**REQUIRED WORK**
Pull out every line of the records that contains the string "target", matching case exactly.

---------- INPUT

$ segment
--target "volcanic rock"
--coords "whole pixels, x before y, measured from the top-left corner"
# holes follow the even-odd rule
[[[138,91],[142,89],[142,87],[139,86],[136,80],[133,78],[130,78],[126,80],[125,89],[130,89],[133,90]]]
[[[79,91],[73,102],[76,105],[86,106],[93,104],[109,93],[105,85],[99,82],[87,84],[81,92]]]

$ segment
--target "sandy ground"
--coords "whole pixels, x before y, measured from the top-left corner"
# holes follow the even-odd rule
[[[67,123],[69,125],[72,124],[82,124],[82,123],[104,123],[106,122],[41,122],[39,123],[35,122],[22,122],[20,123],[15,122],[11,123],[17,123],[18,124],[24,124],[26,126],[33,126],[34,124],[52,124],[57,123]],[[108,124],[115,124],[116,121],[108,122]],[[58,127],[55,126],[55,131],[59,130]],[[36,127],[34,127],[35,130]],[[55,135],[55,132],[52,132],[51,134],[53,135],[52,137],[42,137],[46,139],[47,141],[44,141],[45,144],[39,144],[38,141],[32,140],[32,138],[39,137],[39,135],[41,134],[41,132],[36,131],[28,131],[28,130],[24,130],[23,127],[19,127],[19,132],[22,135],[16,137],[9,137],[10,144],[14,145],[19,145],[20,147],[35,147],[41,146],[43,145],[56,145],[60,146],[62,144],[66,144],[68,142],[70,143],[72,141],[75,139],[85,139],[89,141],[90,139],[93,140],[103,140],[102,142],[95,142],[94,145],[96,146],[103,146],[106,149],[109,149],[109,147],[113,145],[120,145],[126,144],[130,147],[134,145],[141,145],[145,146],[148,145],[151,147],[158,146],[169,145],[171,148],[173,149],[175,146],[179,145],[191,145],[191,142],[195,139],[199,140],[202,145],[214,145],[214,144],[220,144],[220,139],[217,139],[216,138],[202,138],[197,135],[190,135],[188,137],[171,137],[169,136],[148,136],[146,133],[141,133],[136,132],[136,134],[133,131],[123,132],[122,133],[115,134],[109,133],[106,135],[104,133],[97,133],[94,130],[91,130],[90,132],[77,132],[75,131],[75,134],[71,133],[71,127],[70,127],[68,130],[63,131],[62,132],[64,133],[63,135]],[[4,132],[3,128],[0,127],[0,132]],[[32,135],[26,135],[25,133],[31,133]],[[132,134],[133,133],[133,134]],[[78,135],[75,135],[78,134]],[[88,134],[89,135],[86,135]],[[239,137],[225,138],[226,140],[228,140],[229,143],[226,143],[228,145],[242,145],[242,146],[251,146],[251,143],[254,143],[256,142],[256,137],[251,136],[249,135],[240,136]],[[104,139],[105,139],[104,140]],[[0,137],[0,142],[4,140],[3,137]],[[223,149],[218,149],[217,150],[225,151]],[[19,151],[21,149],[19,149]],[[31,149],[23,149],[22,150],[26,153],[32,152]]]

--------------------

**WRITTEN REPLY**
--target "volcanic rock"
--target "sandy ground"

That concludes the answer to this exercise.